*Задание:* Перепишите строки материала от строки с «Expected behaviour: mark a point on the white rectangular» до конца материала включительно вместе с запросами, масштабировав только координаты точек в ответах: умножьте каждую на 1,2 и округлите до целого, половины вверх. Всё остальное оставьте без изменений.

*Элементы набора данных:*
------------------------
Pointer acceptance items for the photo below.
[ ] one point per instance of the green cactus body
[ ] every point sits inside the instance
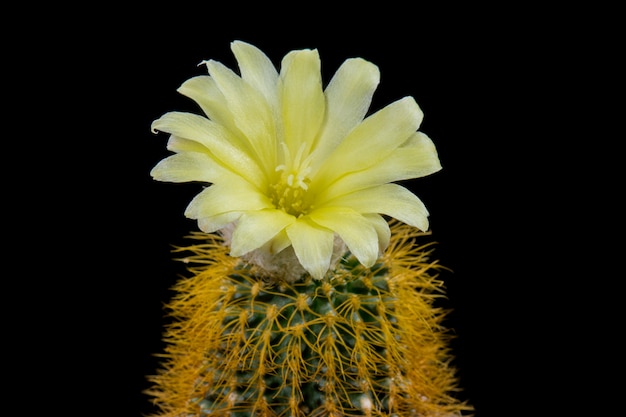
(361, 341)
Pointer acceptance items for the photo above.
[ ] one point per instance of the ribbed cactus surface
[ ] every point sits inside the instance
(361, 341)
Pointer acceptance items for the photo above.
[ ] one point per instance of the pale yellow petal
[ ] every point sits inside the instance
(178, 144)
(203, 90)
(372, 141)
(217, 140)
(348, 97)
(226, 196)
(390, 199)
(186, 167)
(257, 70)
(416, 158)
(313, 245)
(302, 98)
(251, 113)
(382, 230)
(215, 223)
(355, 230)
(255, 228)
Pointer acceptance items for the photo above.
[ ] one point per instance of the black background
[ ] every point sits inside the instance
(500, 90)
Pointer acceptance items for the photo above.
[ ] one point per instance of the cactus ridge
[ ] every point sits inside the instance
(361, 341)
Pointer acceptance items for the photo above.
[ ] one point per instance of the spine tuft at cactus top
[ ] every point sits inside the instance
(363, 341)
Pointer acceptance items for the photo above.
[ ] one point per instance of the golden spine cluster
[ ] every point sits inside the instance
(361, 341)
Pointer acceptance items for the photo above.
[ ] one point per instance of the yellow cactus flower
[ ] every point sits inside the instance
(293, 166)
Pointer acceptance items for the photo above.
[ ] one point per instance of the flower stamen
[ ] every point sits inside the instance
(289, 189)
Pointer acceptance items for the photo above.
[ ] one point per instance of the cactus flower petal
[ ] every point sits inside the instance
(291, 163)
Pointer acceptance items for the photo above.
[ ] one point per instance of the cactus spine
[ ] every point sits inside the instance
(361, 341)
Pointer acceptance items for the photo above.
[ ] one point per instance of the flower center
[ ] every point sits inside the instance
(290, 188)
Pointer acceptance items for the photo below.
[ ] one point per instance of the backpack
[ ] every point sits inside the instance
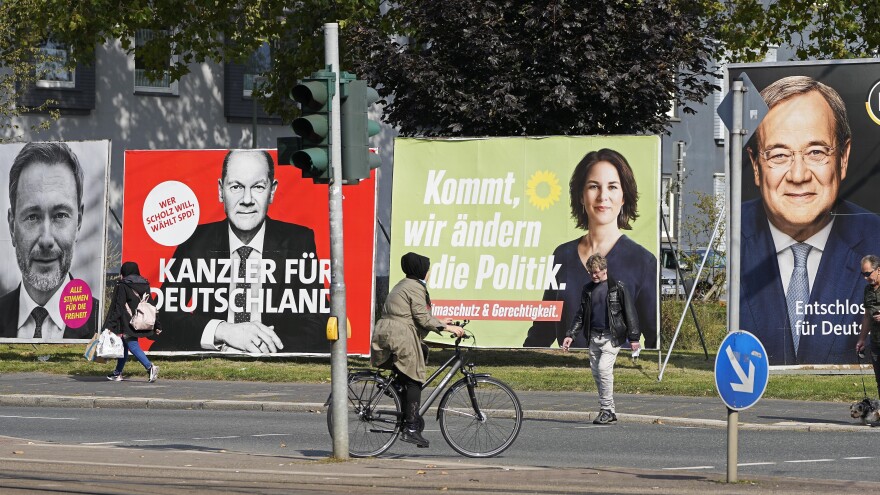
(144, 317)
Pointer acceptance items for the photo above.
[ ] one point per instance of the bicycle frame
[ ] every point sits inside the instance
(453, 364)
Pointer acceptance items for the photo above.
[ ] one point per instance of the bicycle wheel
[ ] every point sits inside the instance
(374, 413)
(474, 437)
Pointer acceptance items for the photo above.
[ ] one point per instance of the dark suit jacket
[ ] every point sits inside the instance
(299, 332)
(763, 310)
(628, 262)
(9, 318)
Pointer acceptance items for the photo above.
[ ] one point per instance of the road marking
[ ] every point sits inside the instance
(688, 468)
(585, 427)
(147, 467)
(39, 417)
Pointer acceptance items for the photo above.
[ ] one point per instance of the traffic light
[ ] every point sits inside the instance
(314, 94)
(357, 161)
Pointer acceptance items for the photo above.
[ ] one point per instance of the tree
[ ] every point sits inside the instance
(21, 60)
(194, 31)
(831, 29)
(516, 67)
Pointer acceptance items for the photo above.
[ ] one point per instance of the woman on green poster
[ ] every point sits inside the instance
(604, 200)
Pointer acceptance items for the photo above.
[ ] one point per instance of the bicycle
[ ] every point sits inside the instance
(479, 416)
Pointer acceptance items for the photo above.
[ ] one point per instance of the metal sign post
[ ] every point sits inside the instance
(741, 373)
(743, 94)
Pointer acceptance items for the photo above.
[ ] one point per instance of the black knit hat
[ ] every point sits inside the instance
(415, 265)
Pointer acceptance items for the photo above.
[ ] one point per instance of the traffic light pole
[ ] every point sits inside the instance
(339, 351)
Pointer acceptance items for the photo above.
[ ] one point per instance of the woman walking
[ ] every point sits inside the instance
(124, 303)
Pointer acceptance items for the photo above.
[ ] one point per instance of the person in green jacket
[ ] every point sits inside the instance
(397, 338)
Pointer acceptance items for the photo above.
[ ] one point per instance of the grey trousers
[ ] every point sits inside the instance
(602, 357)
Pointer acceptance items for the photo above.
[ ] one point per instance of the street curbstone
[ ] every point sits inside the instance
(315, 407)
(20, 400)
(121, 402)
(63, 401)
(23, 400)
(174, 404)
(232, 405)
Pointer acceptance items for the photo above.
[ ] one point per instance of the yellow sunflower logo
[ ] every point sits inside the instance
(543, 189)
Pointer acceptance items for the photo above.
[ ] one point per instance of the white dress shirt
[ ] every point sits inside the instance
(252, 275)
(785, 257)
(53, 325)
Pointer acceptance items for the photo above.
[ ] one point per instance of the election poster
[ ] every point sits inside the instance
(237, 251)
(54, 197)
(809, 209)
(506, 223)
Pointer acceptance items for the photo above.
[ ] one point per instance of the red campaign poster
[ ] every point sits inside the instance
(242, 264)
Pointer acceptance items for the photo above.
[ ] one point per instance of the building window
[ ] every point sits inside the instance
(257, 64)
(719, 184)
(673, 112)
(142, 83)
(52, 69)
(720, 129)
(667, 206)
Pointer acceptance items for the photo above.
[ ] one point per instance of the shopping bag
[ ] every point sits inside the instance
(91, 353)
(92, 347)
(110, 346)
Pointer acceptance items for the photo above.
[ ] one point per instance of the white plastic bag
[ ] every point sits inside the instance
(110, 346)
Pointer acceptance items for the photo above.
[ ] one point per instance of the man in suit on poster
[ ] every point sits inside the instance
(263, 306)
(45, 216)
(800, 289)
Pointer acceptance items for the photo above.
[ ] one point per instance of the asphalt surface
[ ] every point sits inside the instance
(38, 389)
(28, 466)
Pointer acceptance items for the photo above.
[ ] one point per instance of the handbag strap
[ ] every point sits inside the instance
(140, 296)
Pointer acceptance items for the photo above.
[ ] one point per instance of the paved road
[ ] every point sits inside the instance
(283, 396)
(542, 443)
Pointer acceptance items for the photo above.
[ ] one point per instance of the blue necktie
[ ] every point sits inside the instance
(242, 316)
(798, 288)
(39, 313)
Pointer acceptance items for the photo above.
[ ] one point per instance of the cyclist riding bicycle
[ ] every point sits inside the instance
(397, 338)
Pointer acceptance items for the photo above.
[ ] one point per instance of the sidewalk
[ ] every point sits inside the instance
(38, 389)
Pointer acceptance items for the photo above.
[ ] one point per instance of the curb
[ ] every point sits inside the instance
(318, 407)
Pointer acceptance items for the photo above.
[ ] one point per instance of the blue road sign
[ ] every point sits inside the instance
(741, 370)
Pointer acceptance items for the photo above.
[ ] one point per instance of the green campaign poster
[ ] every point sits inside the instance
(495, 217)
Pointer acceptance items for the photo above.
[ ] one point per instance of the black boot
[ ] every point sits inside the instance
(411, 432)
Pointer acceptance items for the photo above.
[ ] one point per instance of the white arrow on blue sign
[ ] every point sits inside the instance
(741, 370)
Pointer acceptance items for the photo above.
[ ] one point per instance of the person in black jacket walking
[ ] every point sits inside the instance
(128, 293)
(608, 318)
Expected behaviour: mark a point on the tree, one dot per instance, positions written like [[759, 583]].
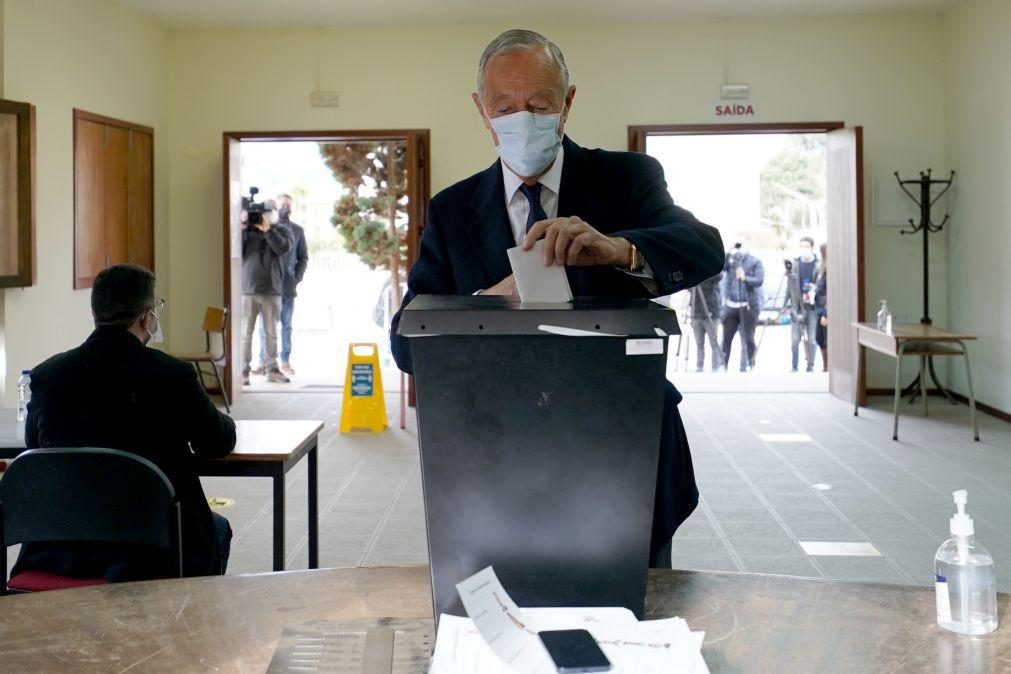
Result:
[[371, 216], [793, 188]]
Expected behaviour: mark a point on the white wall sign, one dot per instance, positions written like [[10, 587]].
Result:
[[733, 110]]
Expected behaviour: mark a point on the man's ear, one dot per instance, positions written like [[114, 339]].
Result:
[[480, 110], [569, 97]]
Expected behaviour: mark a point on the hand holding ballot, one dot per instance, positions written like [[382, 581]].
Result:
[[570, 241]]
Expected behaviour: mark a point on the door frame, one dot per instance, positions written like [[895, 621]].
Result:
[[637, 135], [419, 191]]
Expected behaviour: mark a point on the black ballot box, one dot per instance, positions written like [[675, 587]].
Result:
[[539, 427]]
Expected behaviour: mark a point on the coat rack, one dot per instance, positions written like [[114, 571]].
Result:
[[927, 227]]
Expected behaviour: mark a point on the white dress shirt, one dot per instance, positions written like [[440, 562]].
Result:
[[519, 207], [517, 203]]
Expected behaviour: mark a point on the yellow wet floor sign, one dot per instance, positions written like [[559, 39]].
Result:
[[364, 407]]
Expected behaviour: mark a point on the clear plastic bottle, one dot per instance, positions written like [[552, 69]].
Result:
[[966, 583], [884, 317], [23, 396]]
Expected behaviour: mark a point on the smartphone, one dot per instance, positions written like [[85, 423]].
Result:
[[574, 651]]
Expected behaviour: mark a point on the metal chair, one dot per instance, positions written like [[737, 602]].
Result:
[[86, 495], [215, 321]]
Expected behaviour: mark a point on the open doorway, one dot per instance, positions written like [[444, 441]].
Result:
[[358, 198], [774, 195]]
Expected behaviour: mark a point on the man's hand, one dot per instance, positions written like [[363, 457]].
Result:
[[569, 241], [504, 287]]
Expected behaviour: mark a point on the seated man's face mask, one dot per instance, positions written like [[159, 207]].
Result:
[[156, 337], [528, 142]]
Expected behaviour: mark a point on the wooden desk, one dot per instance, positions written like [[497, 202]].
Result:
[[263, 449], [232, 623], [912, 340]]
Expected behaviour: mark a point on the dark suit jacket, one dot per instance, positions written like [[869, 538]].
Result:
[[114, 392], [463, 251]]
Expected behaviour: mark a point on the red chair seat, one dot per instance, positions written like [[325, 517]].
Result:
[[40, 581]]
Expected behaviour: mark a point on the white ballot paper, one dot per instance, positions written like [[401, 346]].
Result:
[[536, 282], [499, 638]]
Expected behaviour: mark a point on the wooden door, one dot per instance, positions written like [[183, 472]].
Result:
[[89, 201], [233, 268], [140, 200], [844, 206]]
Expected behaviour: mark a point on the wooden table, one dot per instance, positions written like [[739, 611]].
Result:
[[263, 449], [232, 623], [912, 340]]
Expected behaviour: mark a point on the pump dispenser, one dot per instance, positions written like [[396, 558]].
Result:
[[966, 583]]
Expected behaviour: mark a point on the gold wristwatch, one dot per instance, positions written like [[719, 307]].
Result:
[[636, 261]]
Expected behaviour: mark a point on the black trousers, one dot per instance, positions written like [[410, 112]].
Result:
[[700, 326], [676, 492], [746, 318]]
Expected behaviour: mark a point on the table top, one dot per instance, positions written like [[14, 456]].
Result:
[[753, 622], [256, 441], [915, 331]]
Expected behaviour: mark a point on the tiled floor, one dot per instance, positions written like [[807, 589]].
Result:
[[758, 496]]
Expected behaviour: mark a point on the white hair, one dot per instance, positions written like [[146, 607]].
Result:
[[517, 39]]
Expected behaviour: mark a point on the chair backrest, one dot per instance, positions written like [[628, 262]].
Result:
[[215, 320], [89, 494]]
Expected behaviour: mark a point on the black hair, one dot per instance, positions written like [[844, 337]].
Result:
[[120, 294]]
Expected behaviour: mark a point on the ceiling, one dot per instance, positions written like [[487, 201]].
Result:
[[260, 13]]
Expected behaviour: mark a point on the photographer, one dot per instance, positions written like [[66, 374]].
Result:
[[801, 300], [743, 276], [264, 249]]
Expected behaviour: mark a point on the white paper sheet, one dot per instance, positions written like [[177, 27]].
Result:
[[501, 639], [534, 281]]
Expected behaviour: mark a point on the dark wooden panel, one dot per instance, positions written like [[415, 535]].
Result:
[[140, 200], [17, 194], [114, 185], [9, 235], [89, 198]]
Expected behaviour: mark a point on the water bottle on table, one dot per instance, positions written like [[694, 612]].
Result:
[[23, 396]]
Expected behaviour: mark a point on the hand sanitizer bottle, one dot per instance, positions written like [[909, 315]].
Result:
[[966, 584], [883, 315]]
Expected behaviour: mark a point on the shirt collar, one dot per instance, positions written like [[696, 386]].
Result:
[[551, 180]]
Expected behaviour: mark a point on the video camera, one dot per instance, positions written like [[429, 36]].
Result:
[[255, 210], [736, 255]]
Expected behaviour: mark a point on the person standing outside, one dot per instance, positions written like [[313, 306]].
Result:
[[295, 262], [743, 276], [821, 304], [804, 312], [705, 312], [264, 250]]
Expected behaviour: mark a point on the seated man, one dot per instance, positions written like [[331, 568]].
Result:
[[114, 392]]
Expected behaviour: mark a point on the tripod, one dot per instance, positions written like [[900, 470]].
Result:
[[926, 226], [788, 278]]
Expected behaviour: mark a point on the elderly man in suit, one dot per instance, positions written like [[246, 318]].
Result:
[[606, 216]]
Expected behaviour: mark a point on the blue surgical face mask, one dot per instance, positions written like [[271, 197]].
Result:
[[528, 142]]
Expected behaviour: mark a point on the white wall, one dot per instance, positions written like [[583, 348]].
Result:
[[879, 72], [979, 147], [61, 55]]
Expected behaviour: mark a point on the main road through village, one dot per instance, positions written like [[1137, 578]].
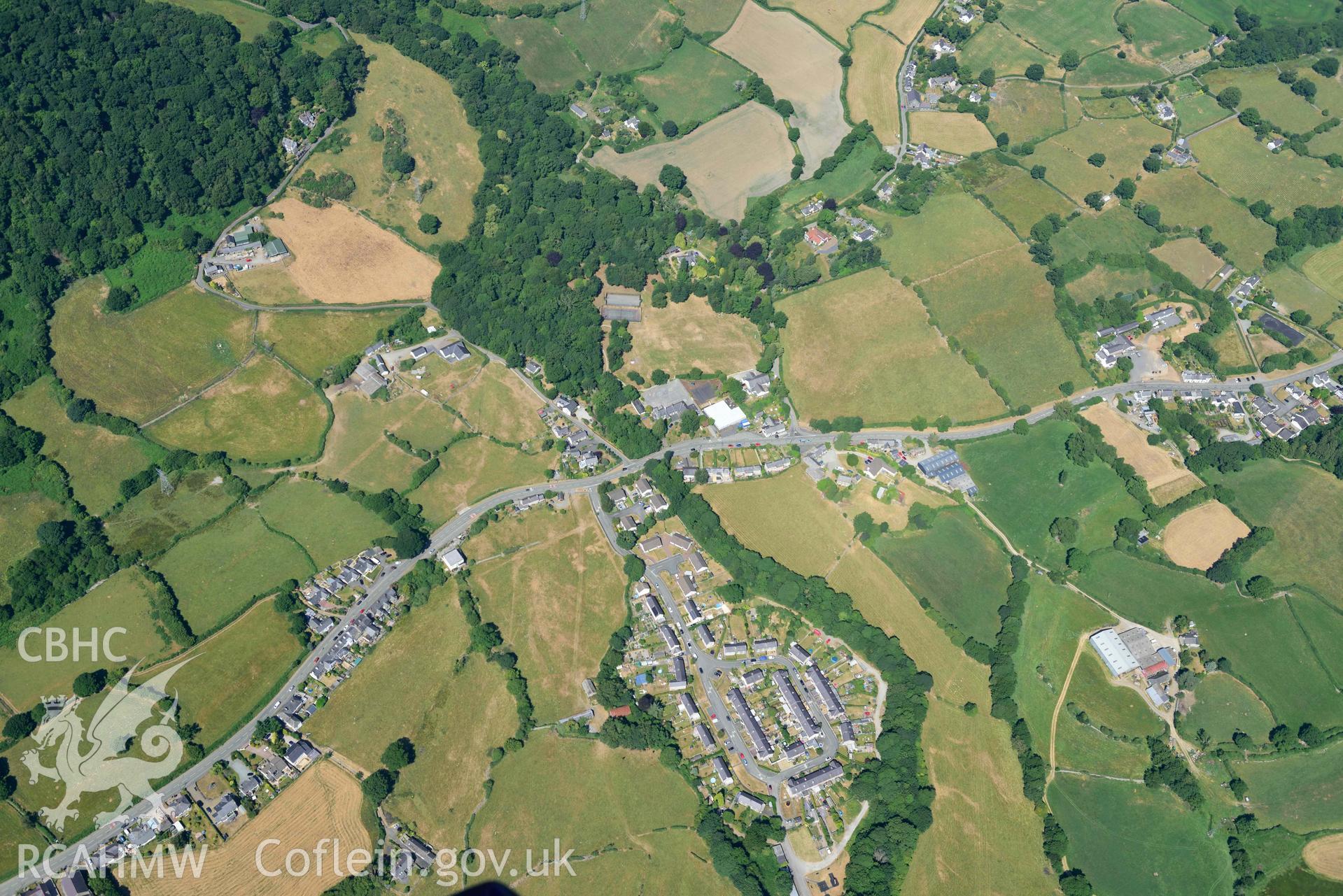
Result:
[[456, 529]]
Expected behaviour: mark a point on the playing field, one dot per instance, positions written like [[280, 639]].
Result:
[[1025, 109], [906, 19], [1223, 706], [453, 716], [763, 514], [315, 341], [1190, 258], [798, 64], [1201, 534], [118, 602], [1013, 330], [1303, 505], [340, 258], [152, 520], [958, 133], [1302, 792], [691, 334], [694, 85], [1020, 491], [323, 805], [440, 138], [617, 35], [951, 229], [997, 48], [141, 362], [1260, 89], [635, 792], [957, 567], [556, 596], [872, 89], [1151, 462], [1123, 141], [262, 413], [359, 453], [736, 156], [498, 404], [216, 573], [96, 459], [1163, 848], [1244, 168], [1189, 200], [985, 836], [895, 365]]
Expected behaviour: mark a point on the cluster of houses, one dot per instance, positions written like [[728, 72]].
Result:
[[1132, 653]]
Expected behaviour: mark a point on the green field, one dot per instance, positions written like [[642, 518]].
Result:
[[453, 718], [1189, 200], [556, 595], [618, 35], [314, 341], [1115, 229], [896, 365], [216, 571], [143, 362], [118, 602], [149, 521], [1277, 788], [695, 83], [1305, 506], [1160, 31], [1261, 640], [1138, 841], [1011, 330], [1244, 168], [96, 457], [1020, 491], [330, 526], [1223, 706], [957, 567], [262, 413]]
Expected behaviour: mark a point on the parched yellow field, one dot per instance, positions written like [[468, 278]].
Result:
[[873, 87], [323, 804], [907, 17], [1325, 856], [1190, 258], [556, 595], [1198, 537], [1151, 462], [441, 140], [958, 133], [691, 334], [764, 513], [796, 64], [339, 258], [738, 155]]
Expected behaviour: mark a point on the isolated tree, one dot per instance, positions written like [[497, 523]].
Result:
[[672, 178]]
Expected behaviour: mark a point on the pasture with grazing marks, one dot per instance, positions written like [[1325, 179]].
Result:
[[872, 89], [141, 362], [262, 413], [1150, 462], [959, 133], [556, 595], [692, 334], [323, 805], [799, 65], [339, 258], [739, 155], [440, 138], [896, 365]]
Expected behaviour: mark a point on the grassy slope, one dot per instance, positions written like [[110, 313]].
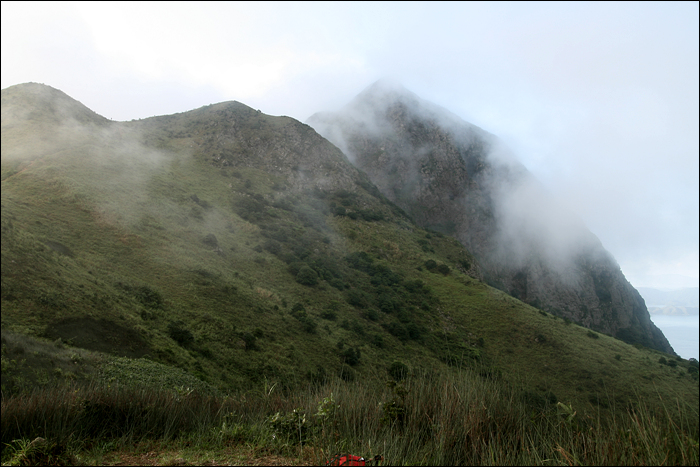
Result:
[[103, 245]]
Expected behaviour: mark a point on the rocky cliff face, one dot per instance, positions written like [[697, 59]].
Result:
[[456, 178]]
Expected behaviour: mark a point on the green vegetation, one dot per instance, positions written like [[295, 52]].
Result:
[[218, 284], [449, 418]]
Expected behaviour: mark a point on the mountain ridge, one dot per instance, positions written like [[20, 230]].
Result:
[[459, 179], [246, 250]]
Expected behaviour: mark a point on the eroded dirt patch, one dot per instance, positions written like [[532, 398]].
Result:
[[100, 335]]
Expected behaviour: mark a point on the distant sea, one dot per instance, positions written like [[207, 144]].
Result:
[[682, 333]]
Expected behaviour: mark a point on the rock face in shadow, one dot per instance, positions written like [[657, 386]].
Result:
[[458, 179]]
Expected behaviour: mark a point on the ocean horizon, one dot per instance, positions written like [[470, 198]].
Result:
[[682, 333]]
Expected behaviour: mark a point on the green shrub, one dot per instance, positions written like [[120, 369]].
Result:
[[179, 333], [351, 356], [398, 370], [307, 276], [443, 269]]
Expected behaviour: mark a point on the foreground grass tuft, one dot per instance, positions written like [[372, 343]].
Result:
[[453, 418]]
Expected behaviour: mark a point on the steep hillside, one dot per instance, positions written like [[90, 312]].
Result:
[[246, 250], [458, 179]]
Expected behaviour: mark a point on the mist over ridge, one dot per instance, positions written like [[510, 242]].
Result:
[[456, 178]]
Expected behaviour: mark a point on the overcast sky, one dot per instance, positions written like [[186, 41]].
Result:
[[598, 100]]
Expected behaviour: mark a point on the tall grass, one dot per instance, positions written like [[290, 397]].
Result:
[[444, 419]]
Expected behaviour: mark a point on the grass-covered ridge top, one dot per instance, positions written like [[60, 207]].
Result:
[[244, 249]]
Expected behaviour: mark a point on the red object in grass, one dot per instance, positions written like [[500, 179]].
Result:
[[349, 459]]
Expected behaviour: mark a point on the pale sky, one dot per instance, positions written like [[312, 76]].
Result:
[[599, 100]]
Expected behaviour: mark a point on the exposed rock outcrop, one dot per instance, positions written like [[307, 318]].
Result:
[[456, 178]]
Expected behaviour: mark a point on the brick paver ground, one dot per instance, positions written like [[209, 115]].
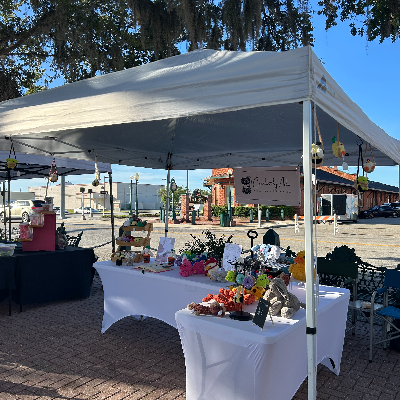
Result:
[[56, 351]]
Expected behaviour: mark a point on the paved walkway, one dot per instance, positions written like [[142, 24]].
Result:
[[56, 351]]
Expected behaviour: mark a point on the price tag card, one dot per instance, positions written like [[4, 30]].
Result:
[[261, 313]]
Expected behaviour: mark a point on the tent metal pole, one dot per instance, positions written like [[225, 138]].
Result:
[[62, 205], [167, 204], [112, 211], [309, 253], [9, 203], [4, 210]]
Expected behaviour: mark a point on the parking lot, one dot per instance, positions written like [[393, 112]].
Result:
[[374, 240]]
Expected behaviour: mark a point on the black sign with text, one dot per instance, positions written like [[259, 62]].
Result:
[[261, 313]]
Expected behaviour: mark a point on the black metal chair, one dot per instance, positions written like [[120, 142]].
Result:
[[74, 240], [386, 314], [341, 274]]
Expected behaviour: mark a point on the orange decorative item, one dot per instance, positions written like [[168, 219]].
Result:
[[53, 174]]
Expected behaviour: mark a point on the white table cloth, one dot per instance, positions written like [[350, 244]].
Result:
[[128, 292], [228, 359]]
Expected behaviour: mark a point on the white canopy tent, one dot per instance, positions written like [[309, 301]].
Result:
[[38, 166], [204, 109]]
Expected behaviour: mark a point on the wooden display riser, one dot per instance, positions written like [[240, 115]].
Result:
[[44, 236]]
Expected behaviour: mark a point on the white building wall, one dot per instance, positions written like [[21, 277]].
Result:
[[147, 195]]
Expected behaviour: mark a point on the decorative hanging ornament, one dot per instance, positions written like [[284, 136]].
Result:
[[96, 180], [317, 149], [11, 162], [337, 146], [53, 174], [368, 165]]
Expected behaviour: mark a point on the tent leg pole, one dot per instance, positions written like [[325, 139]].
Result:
[[9, 204], [167, 204], [112, 211], [62, 205], [309, 254]]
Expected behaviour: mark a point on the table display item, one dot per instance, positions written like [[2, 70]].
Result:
[[37, 219], [261, 313], [155, 267], [240, 315], [298, 269], [171, 258], [129, 238], [281, 300], [146, 253], [232, 252], [165, 246], [44, 235], [25, 231], [7, 250]]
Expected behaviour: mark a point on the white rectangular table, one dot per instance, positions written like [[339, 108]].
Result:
[[128, 292], [228, 359]]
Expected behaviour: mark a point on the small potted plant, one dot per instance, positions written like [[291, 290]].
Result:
[[146, 253]]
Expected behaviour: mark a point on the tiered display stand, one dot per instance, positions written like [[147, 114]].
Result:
[[131, 230], [44, 236]]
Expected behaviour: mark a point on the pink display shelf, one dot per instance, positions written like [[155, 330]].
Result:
[[44, 237]]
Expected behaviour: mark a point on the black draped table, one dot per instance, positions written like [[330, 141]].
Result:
------------------------
*Решённая задача:*
Expected behaviour: mark a point on the white rectangular table, one dot per instance, positions written like [[339, 108]].
Result:
[[154, 350], [274, 431]]
Expected behaviour: mark a point on the small potted plant, one dot per instance, positions written like [[291, 290]].
Result:
[[175, 304]]
Expected behaviour: mark a point on the tiered display stand, one dot per instance, positions written like [[147, 114]].
Result:
[[157, 276], [53, 283]]
Expected behaviour: mark a point on the pink display shelf, one dot per instance, positions written like [[155, 330]].
Result:
[[53, 284]]
Expected behaviour: mark a point on the black draped table, one dot per instance, positions written like [[330, 141]].
Result:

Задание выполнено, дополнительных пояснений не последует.